#### THE PROBLEM:
What is needed is the run of lines from the one with "Query: beard" through the close of the data, set down exactly.

#### SUPPLIED MATERIAL:
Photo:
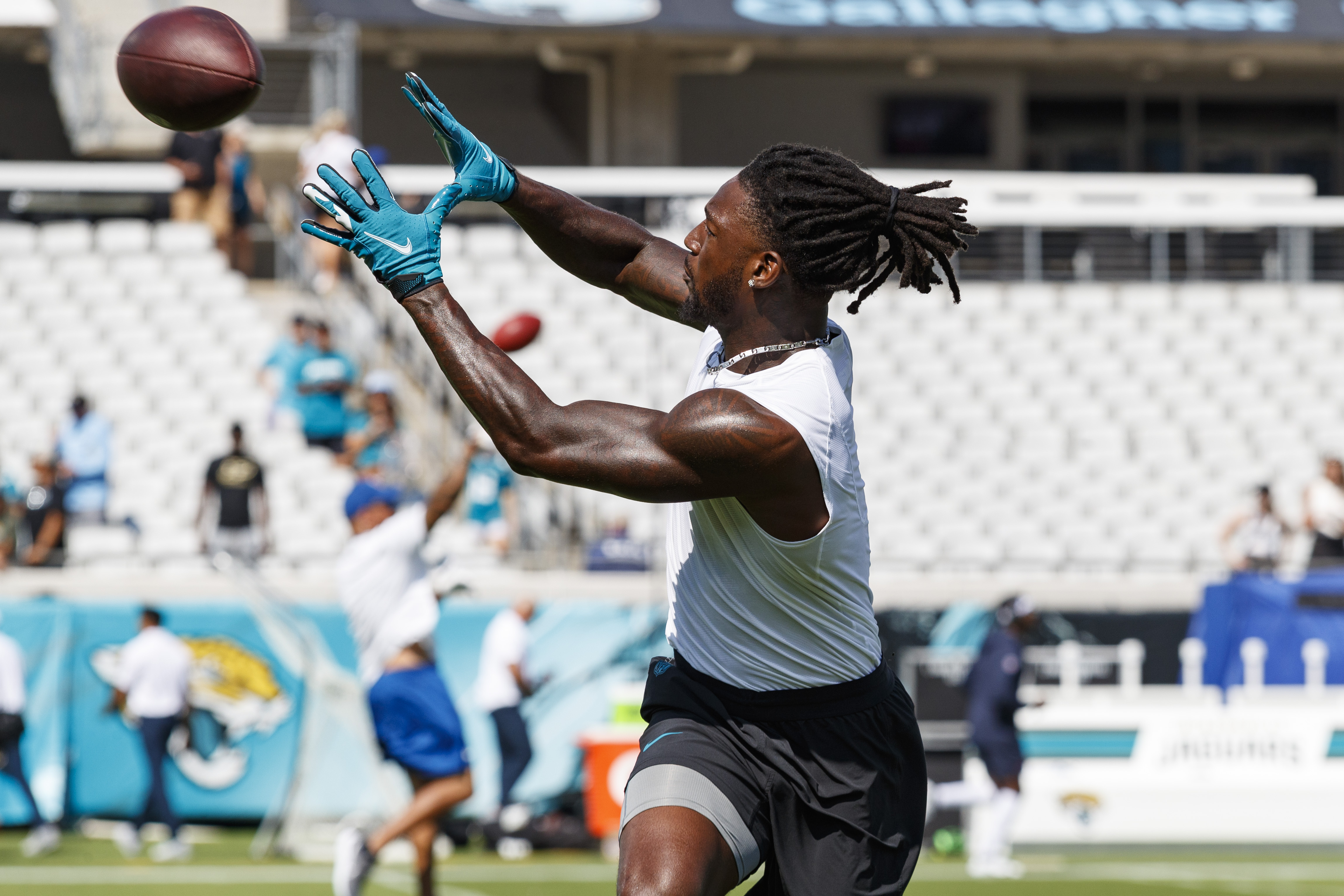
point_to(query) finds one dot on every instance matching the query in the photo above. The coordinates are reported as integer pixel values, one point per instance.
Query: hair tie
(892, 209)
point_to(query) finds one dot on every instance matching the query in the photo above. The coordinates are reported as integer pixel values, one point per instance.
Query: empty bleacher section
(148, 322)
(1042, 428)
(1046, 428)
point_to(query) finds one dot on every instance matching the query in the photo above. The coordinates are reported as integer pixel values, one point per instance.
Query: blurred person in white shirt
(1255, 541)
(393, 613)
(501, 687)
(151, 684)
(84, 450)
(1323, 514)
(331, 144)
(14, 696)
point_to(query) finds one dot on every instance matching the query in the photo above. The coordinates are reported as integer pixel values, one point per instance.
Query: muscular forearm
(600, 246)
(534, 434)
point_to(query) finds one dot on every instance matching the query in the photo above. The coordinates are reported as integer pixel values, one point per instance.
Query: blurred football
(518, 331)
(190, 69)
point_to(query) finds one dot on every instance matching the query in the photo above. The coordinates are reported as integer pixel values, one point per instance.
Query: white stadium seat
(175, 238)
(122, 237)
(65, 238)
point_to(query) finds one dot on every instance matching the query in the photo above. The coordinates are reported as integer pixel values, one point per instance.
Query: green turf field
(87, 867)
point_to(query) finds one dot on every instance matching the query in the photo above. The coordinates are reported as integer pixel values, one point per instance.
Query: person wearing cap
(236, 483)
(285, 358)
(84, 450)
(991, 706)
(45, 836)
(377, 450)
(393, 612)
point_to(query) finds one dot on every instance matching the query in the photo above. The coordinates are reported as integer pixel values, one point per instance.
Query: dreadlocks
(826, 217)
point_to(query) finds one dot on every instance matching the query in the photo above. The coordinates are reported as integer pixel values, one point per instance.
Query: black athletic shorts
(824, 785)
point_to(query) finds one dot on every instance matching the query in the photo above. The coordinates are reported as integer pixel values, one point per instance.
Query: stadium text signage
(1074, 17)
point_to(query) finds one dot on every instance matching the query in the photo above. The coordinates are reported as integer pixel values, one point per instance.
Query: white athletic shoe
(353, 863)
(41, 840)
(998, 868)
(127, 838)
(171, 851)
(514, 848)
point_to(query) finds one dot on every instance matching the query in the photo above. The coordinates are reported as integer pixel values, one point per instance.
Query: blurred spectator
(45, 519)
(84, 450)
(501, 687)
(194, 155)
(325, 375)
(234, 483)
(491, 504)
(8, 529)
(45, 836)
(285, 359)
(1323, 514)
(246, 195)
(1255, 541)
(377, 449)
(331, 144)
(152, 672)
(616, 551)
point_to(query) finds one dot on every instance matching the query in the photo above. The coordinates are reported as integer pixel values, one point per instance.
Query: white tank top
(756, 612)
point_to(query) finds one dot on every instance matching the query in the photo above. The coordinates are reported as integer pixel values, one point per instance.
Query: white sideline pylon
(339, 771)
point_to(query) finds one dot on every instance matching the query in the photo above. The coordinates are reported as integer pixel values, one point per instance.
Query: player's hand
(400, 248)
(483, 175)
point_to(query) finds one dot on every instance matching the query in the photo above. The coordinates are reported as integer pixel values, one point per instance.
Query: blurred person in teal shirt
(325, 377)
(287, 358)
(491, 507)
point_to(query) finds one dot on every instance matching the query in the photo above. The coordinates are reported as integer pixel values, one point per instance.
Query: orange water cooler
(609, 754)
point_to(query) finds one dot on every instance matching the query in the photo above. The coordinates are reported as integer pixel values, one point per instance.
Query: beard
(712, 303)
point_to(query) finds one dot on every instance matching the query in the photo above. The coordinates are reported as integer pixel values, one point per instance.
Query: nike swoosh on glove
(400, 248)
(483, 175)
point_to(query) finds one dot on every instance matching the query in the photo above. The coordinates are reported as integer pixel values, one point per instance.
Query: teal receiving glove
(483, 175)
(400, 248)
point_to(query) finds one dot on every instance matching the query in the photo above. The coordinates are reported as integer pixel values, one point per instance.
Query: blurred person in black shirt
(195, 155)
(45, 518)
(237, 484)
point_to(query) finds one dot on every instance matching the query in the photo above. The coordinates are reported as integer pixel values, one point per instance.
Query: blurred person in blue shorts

#### RESPONSE TO THIS EXERCISE:
Query: beard
(712, 303)
point_to(query) finds one dot on every instance matching the query in the photo above. The coordinates are reported as integer pixel values, one point per instance.
Query: nike swoosh on glove
(400, 248)
(483, 175)
point_to(query) finds one dot on every instance matching the query in the photo above. The coordinates are reported as integer pixel values, one point per instance.
Query: teal receiving glove
(483, 175)
(400, 248)
point_to(query) finds one dot on every instance matching the query in the photo above. The coordinates are reported as integer pixel values, one point per instance.
Query: blurred person in black shirt
(195, 155)
(45, 518)
(237, 484)
point_to(query) finds one dot on every instance matching the query in the photo above. The coordinates are reported as integer pixel values, one point per instance.
Query: blurred person in blue shorts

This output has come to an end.